----- THE INPUT -----
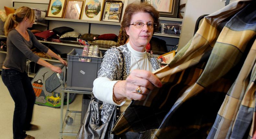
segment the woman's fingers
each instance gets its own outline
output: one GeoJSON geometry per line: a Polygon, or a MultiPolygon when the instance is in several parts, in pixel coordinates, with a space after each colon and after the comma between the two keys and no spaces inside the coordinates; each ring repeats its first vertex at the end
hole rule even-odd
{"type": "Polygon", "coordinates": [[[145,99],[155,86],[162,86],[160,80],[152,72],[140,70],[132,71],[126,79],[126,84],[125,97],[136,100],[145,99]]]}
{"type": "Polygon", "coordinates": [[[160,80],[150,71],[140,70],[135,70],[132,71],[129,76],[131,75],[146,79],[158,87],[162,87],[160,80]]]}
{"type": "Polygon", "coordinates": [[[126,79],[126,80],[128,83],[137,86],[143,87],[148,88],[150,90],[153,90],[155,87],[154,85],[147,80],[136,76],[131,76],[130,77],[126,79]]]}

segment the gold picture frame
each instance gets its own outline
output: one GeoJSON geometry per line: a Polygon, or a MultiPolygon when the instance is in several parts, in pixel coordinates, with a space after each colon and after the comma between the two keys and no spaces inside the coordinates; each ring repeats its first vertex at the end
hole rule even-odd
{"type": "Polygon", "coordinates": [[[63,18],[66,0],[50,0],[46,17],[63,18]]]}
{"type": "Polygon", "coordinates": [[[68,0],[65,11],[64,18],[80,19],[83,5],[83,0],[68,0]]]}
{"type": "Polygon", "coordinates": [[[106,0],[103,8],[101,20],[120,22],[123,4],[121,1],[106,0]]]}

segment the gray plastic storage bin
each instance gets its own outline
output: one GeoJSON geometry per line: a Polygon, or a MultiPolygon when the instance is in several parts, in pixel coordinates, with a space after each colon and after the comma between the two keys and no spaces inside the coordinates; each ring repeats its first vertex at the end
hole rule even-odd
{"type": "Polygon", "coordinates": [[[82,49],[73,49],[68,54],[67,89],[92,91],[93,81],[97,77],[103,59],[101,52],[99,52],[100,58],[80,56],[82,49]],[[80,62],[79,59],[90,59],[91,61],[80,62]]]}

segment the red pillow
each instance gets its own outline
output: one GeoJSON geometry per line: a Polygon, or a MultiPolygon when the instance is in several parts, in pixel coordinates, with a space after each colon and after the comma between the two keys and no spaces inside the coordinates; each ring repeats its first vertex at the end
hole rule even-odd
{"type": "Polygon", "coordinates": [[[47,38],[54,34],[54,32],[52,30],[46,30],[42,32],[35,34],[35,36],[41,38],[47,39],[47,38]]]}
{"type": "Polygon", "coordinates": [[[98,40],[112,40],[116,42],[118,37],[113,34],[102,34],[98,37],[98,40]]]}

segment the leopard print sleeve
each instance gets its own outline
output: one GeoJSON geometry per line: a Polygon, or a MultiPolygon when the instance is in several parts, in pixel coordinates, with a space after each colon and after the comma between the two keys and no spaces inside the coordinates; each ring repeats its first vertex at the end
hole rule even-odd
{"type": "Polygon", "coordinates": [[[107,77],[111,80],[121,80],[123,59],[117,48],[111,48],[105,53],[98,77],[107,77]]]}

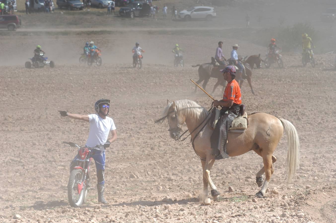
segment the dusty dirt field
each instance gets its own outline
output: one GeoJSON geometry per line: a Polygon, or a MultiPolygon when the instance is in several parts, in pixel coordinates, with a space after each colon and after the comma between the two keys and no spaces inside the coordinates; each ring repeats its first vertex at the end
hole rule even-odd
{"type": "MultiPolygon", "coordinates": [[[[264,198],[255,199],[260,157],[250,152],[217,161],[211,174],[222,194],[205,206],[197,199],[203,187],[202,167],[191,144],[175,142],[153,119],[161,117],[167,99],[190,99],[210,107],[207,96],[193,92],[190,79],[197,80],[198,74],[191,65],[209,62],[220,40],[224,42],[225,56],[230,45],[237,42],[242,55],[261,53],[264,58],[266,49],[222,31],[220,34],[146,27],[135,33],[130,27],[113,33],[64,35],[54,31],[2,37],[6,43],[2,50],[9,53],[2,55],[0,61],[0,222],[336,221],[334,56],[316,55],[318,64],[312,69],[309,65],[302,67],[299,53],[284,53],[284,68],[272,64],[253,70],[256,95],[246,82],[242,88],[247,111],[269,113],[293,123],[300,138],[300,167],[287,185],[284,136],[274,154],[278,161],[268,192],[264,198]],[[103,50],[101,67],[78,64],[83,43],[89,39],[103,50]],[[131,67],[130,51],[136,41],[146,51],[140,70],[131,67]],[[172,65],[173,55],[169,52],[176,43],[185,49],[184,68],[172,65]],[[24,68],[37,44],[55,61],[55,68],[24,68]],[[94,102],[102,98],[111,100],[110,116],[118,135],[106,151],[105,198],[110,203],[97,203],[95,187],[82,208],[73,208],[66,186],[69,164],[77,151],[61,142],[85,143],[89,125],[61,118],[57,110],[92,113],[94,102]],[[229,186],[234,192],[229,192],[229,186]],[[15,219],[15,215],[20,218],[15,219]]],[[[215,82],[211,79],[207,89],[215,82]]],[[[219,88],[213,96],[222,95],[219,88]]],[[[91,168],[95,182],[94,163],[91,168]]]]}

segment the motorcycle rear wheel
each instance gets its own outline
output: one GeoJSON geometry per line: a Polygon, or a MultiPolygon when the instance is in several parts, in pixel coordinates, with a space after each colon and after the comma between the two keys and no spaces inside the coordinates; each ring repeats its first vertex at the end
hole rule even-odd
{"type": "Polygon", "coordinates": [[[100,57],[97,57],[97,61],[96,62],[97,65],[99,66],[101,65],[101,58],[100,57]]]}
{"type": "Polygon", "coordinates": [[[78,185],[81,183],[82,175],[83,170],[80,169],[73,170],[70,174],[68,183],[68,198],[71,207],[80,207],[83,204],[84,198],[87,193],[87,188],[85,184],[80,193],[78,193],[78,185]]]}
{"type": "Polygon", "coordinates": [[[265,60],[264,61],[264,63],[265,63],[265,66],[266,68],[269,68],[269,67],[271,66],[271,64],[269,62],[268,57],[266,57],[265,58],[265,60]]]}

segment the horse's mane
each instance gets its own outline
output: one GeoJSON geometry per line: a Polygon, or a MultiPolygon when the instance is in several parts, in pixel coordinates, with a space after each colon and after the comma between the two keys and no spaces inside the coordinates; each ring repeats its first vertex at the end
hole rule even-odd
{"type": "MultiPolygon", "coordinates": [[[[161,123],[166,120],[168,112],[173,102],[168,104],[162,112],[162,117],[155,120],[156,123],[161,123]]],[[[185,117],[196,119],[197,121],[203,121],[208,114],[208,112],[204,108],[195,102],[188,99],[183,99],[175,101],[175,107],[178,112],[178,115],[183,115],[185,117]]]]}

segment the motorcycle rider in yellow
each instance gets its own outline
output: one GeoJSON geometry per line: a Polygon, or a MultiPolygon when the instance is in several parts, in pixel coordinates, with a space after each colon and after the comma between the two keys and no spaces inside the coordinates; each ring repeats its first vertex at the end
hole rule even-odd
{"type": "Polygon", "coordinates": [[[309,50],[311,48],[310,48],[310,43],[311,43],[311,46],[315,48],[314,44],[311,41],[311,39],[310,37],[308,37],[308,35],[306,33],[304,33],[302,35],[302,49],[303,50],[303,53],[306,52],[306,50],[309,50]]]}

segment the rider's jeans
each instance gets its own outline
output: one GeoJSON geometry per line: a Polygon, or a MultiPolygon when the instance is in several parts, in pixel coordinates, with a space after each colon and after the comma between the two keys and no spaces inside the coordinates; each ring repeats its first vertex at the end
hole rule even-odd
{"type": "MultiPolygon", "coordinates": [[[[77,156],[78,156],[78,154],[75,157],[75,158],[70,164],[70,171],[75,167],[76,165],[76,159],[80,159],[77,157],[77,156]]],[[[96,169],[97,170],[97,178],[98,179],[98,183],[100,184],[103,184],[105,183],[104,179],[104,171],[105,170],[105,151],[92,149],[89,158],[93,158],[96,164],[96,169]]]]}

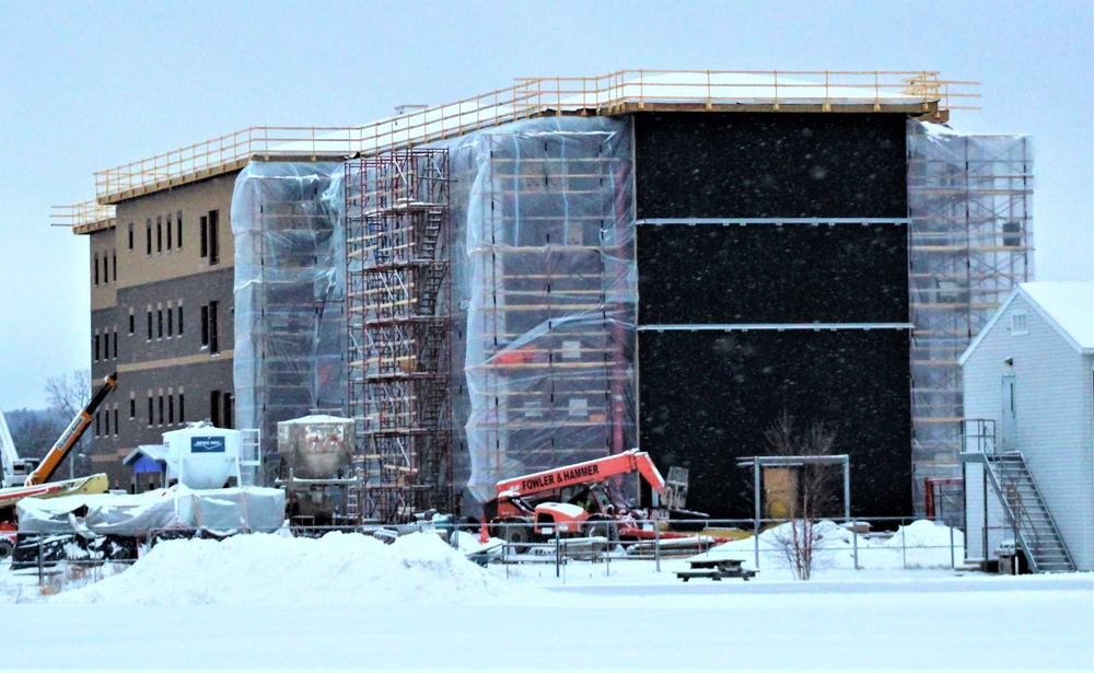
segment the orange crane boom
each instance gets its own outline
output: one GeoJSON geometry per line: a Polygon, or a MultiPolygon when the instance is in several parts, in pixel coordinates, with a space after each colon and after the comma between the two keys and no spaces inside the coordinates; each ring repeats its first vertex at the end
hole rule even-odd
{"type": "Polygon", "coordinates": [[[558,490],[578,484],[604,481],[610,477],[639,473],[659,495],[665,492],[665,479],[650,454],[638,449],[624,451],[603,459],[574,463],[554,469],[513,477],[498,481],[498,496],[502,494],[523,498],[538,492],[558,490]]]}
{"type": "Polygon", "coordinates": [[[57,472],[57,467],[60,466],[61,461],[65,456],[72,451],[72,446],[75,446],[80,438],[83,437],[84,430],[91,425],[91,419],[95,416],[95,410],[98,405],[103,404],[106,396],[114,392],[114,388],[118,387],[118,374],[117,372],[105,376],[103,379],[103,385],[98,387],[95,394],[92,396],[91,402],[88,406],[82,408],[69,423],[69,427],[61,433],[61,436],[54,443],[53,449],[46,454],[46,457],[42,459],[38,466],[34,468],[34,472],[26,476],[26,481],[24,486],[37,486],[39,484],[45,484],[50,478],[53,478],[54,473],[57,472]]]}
-----
TASK TO CARRY OUT: Extract every line of the records above that contains the word "motorcycle", and copy each one out in full.

EXERCISE ANSWER:
segment the motorcycle rear wheel
segment the motorcycle rider in yellow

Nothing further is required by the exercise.